__İstenen görev__.
Aşağıdaki öğelerde "orange" kelimesini içeren her satırı seçin ve bu satırları aynen kopyalayın. Büyük ve küçük harf ayrımı dikkate alınmalıdır.

__Kullanılacak öğeler__.
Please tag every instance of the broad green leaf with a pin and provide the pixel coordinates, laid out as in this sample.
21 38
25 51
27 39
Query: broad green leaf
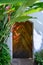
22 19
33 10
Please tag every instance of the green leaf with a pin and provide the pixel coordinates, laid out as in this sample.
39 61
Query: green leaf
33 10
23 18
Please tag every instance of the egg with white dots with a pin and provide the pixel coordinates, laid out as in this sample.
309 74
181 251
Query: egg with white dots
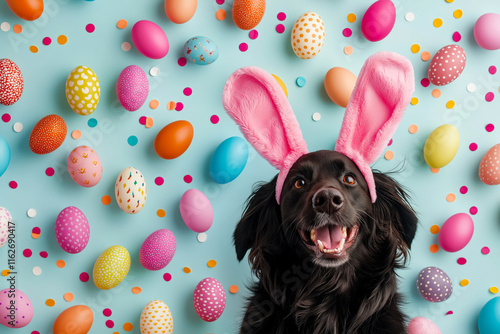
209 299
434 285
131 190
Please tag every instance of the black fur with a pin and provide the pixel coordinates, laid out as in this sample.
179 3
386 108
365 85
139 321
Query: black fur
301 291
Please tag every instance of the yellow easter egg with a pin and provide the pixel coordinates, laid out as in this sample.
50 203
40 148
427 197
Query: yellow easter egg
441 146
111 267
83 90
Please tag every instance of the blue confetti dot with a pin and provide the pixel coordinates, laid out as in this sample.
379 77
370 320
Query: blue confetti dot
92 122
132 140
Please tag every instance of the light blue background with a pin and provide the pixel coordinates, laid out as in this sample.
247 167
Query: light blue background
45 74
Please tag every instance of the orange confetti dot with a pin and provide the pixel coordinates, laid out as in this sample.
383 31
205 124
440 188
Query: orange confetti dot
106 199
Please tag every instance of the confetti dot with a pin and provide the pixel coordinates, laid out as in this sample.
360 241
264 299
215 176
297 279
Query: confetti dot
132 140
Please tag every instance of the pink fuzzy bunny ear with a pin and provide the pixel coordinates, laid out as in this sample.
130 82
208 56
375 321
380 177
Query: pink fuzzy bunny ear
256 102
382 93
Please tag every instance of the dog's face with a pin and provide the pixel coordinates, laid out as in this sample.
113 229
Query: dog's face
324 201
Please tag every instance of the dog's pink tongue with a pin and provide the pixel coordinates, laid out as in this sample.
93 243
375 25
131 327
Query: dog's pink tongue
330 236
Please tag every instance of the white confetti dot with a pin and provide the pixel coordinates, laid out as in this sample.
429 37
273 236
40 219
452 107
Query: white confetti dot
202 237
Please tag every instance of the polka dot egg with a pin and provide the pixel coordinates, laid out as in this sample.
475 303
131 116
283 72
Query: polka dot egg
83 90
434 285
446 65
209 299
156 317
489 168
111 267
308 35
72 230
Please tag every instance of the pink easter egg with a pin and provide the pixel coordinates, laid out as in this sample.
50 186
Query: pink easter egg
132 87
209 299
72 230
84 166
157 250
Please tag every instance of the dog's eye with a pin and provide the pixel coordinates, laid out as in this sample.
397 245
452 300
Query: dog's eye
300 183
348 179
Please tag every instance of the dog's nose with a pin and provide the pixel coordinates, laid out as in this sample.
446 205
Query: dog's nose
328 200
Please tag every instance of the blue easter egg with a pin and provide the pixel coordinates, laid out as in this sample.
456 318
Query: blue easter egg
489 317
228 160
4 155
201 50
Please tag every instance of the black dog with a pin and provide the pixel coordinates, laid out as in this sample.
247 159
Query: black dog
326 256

* * *

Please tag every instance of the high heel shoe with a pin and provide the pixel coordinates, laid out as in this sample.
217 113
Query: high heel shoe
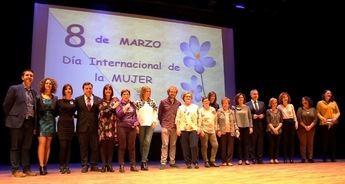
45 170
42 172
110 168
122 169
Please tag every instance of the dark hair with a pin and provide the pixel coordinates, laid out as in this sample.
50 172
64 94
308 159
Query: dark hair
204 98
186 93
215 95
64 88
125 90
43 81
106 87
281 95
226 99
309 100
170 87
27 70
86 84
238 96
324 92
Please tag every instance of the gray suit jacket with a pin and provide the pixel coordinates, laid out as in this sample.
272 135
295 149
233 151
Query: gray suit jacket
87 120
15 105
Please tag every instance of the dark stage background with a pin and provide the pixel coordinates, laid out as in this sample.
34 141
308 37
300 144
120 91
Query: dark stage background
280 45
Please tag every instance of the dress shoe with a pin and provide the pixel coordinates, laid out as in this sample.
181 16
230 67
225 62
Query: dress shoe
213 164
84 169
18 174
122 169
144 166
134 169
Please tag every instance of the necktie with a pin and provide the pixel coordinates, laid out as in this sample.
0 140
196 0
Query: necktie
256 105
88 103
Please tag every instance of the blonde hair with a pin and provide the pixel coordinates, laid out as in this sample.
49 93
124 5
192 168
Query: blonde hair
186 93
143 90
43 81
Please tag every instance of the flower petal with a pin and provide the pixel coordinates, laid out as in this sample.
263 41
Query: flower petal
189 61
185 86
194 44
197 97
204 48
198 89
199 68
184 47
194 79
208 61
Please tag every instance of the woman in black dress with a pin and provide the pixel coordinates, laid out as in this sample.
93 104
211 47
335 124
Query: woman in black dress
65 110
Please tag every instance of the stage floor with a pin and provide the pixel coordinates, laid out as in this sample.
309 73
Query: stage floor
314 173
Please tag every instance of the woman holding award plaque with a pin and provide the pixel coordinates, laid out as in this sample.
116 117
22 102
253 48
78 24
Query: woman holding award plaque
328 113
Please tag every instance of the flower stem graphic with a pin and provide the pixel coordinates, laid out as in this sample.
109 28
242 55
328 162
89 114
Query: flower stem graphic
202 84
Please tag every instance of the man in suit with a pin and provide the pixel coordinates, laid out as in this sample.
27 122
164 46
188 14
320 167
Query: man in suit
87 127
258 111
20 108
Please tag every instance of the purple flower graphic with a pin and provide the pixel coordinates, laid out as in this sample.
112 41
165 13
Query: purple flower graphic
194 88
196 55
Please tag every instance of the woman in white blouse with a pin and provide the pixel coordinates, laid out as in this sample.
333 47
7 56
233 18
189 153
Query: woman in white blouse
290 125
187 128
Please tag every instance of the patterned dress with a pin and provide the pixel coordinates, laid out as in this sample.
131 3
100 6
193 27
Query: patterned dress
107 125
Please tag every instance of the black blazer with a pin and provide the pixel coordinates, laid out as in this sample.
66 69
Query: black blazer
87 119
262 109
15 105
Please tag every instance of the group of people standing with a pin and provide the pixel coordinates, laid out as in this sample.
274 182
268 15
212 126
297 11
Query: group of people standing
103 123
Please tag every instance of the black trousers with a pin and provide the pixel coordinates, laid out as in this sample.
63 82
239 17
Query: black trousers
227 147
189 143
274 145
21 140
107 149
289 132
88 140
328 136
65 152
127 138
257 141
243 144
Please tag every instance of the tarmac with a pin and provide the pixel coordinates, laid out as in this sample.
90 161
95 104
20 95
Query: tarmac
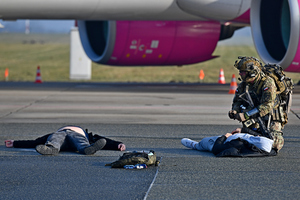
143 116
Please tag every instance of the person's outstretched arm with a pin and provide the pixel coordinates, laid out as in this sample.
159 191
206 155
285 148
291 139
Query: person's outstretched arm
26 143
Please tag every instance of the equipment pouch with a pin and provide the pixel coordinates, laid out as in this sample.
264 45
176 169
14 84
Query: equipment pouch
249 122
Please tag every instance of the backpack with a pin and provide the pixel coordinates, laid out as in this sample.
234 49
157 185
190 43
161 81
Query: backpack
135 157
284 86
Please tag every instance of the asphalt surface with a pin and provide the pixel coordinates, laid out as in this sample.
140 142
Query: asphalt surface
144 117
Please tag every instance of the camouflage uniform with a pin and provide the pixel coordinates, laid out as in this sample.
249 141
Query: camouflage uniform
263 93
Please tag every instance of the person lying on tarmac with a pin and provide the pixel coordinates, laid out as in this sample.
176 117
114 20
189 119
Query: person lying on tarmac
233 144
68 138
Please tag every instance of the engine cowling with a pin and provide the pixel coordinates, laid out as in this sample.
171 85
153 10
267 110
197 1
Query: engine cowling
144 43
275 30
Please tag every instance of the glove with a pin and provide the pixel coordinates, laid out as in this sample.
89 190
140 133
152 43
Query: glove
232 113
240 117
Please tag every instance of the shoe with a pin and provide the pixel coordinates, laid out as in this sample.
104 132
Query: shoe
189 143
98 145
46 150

__Beklenen çıktı__.
Please tag every instance of the orange confetti dot with a pin and provide the pixel coordinates, laid out as in this sample.
Query: orange confetti dot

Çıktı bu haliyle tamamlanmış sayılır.